▶ CONSIGNE 1:
Indiquez si chacune des affirmations suivantes concorde avec le texte sur Marie de Magdala, en répondant par oui ou par non et en citant mot pour mot les termes du texte qui tranchent. (a) Marie de Magdala se tenait à l'intérieur du tombeau. (b) Les deux anges sont vêtus de blanc. (c) L'article est disponible au format podcast.
▶ CONSIGNE 2:
Recopiez fidèlement le passage du texte sur Marie de Magdala qui commence par « Cet article est » et se poursuit jusqu'à « pleures-tu ? (20, 11-13) ».
▶ CONSIGNE 3:
Rédigez la suite du texte sur Marie de Magdala à partir de sa dernière phrase.

Le récit de la rencontre entre Marie de Magdala avec le Ressuscité (20,11-18) est en fait une triple rencontre : celle avec deux anges, celle avec un jardinier (qui n’est autre que Jésus), et celle avec Jésus que Marie finit par reconnaître.
Cet article est disponible au format podcast (cf. ci-dessous). Marie de Magdala et le jardinier (3/7) Jn 20,11-18
Femme, pourquoi pleures-tu ? (20, 11-13)
20, 11 Marie Madeleine se tenait près du tombeau, au-dehors, tout en pleurs. Et en pleurant, elle se pencha vers le tombeau. 12 Elle aperçoit deux anges vêtus de blanc, assis l’un à la tête et l’autre aux pieds, à l’endroit où avait reposé le corps de Jésus.13 Ils lui demandent : « Femme, pourquoi pleures-tu ? » Elle leur répond : « On a enlevé mon Seigneur, et je ne sais pas où on l’a déposé. »

▶ DONNÉES FOURNIES:
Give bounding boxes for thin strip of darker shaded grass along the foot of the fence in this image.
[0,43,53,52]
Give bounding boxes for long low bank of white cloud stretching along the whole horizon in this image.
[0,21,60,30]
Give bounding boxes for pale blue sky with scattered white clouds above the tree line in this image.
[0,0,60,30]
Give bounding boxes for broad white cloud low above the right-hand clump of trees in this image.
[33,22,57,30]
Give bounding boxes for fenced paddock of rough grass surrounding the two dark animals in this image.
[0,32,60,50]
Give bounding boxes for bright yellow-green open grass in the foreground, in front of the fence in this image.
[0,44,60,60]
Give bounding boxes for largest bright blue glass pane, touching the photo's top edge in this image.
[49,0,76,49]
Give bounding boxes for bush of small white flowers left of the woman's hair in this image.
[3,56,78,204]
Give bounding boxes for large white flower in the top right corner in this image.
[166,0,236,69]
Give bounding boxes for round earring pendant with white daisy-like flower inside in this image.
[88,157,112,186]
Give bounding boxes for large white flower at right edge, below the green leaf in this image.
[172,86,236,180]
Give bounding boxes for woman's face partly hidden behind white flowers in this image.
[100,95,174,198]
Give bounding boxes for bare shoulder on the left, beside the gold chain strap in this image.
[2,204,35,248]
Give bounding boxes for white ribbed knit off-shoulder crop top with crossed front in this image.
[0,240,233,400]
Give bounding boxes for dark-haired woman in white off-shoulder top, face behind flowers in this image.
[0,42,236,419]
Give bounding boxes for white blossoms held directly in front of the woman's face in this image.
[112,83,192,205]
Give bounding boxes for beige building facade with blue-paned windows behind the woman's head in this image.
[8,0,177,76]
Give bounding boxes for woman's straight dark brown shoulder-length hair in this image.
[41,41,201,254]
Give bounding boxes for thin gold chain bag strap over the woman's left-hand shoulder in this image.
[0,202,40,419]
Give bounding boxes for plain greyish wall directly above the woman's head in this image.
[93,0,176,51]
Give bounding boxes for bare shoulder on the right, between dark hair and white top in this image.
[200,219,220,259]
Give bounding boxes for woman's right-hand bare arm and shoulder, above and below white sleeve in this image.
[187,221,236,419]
---
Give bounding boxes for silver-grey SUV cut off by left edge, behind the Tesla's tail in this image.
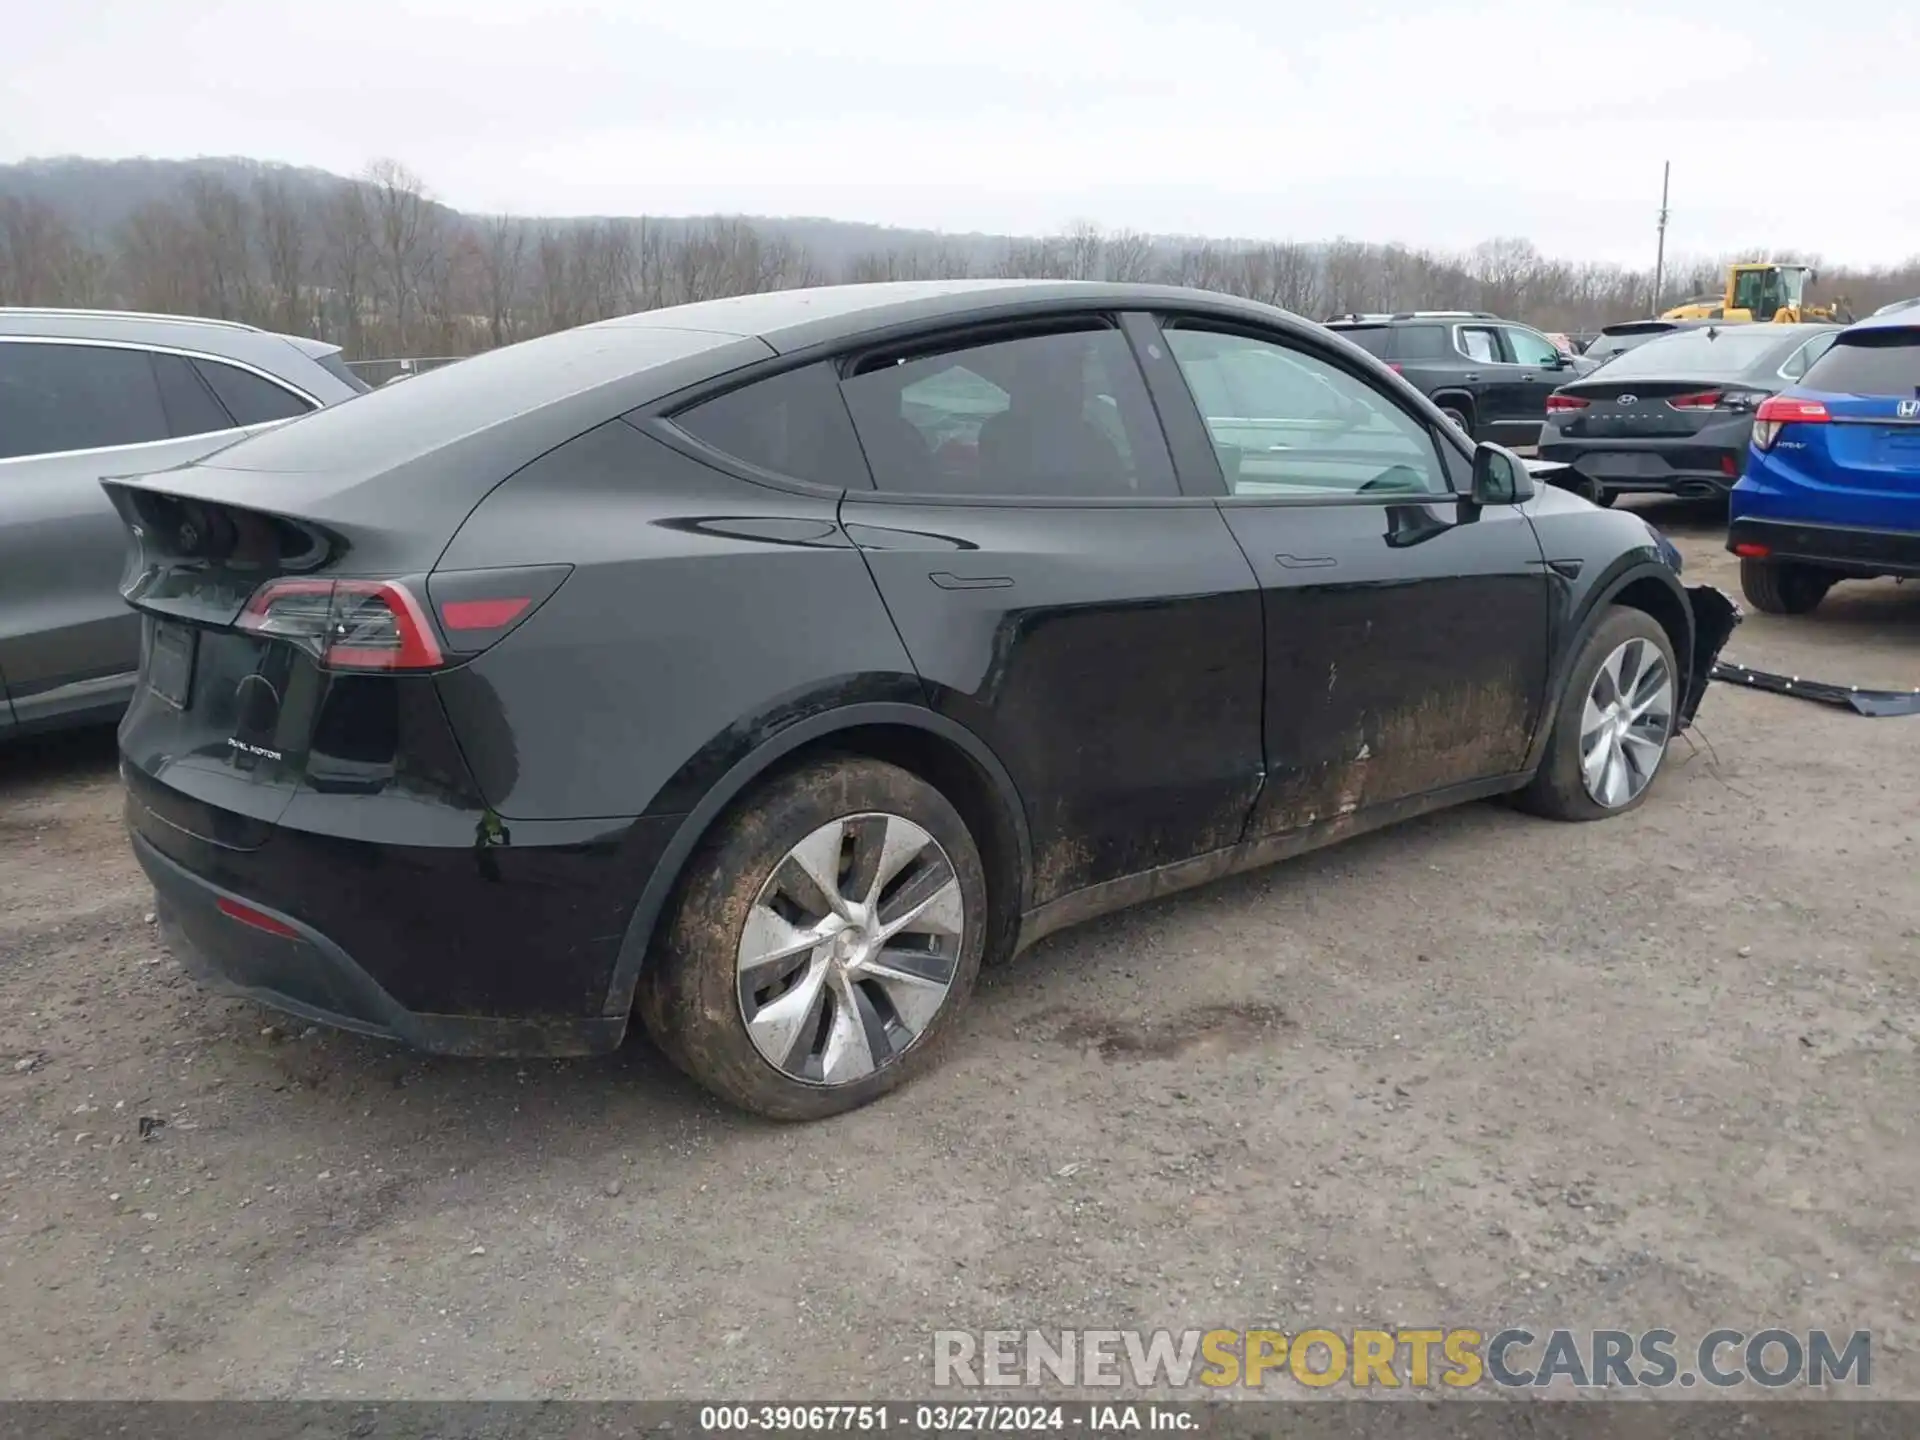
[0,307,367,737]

▶ RÉPONSE RÉDIGÉE 1:
(a) Non. Le texte indique que Marie « se tenait près du tombeau, au-dehors ».
(b) Oui. Elle « aperçoit deux anges vêtus de blanc ».
(c) Oui. Le texte précise : « Cet article est disponible au format podcast ».

▶ RÉPONSE RÉDIGÉE 2:
Cet article est disponible au format podcast (cf. ci-dessous). Marie de Magdala et le jardinier (3/7) Jn 20,11-18
Femme, pourquoi pleures-tu ? (20, 11-13)

▶ RÉPONSE RÉDIGÉE 3:
Marie et les deux anges
Les pleurs de Marie de Magdala sont des pleurs liés au deuil comme en Jn 11 à propos des sœurs de Lazare défunt. Mais la références à ces pleurs annoncent déjà l’accomplissement des paroles de Jésus lui-même : En vérité, en vérité, je vous le dis, … vous serez tristes, mais votre tristesse se changera en joie (16,20). Les pleurs cesseront bientôt avec la rencontre du Seigneur (20,15), mais déjà pointe un signe, une espérance que Marie de Magdala ne va pas tout de suite saisir.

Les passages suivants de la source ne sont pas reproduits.